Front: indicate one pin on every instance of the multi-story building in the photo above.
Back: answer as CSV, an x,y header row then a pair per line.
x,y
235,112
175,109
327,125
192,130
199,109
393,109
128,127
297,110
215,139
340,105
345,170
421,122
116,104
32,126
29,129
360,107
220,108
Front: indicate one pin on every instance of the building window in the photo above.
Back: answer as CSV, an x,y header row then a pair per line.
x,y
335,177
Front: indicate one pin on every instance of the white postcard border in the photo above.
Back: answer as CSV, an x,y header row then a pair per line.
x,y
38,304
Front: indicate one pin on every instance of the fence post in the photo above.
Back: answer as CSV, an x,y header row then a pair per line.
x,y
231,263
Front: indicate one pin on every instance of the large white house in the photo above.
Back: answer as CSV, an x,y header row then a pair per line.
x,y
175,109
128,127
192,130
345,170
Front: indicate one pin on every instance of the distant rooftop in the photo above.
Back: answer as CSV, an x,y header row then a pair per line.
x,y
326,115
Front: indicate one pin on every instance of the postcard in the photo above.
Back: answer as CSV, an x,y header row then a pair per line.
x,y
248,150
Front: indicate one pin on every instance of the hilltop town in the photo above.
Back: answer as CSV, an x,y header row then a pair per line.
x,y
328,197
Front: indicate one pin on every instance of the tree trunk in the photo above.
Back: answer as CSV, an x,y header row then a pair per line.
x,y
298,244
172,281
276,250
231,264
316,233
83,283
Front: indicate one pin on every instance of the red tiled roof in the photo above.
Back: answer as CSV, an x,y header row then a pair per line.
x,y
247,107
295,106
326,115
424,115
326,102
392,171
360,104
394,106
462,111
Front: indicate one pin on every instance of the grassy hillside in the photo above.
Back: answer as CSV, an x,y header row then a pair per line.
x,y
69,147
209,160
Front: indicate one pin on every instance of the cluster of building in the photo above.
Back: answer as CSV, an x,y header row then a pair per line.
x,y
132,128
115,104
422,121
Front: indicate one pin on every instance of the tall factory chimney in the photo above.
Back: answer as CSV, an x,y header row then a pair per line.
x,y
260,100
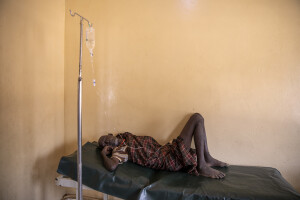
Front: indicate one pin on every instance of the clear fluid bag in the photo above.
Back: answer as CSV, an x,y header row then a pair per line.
x,y
90,39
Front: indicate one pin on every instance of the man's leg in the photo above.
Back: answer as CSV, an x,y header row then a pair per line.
x,y
195,127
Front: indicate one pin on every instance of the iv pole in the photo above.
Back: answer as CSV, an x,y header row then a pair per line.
x,y
79,136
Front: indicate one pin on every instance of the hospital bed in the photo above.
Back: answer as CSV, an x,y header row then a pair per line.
x,y
131,181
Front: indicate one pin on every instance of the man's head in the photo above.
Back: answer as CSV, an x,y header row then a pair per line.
x,y
108,140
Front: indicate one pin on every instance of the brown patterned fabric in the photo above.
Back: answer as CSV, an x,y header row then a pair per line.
x,y
146,151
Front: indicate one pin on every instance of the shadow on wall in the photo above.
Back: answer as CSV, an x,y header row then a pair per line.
x,y
44,174
177,130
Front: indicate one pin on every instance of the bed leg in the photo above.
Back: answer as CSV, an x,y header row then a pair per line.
x,y
105,196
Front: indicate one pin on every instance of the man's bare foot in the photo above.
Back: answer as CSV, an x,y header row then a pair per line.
x,y
212,162
210,172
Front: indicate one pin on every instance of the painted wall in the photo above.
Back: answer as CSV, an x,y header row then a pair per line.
x,y
156,62
31,98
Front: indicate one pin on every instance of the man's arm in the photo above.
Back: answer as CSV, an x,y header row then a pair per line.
x,y
109,163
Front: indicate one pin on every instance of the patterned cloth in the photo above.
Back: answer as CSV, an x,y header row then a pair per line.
x,y
146,151
120,153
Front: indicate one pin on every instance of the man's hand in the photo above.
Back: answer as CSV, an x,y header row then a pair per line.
x,y
107,150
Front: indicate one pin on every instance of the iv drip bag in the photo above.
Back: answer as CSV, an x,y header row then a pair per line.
x,y
90,38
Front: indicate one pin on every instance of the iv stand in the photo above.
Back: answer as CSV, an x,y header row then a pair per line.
x,y
79,136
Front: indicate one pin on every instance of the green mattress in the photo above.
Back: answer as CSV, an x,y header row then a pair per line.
x,y
131,181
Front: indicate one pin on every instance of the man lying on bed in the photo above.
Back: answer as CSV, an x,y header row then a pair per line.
x,y
175,156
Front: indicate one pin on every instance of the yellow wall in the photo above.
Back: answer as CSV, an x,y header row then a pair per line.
x,y
31,98
236,62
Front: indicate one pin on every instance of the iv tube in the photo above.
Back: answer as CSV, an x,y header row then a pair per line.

- - - - -

Written request:
Repeat only the stretch of lines that opens with the line containing "Front: indicate one pin on every instance of the iv stand" and closes with the final line of the entries, both included, exactly as written.

Answer in full:
Front: indicate one pin on every instance of the iv stand in the photo above.
Back: answer as CSV, an x,y header row then a pair per line.
x,y
79,136
Front: indicate one pin on every instance of the green mattress in the photo above.
Back: answer as CSV, an x,y header row then a pair per line.
x,y
131,181
Front: indicate one pin on every instance of the man lying on bed in the photo above.
Back: answer as CSV, an x,y header row then a pair per line.
x,y
175,156
Front: indicate one pin on every instance of the yellow wall in the photo above.
Back: answer as CSV, an x,y header row then a pair per line.
x,y
31,98
236,62
Front: indicate one pin on every instance of the iv tube in the photo above.
Back: answer as CSV, an x,y header row then a pair per line.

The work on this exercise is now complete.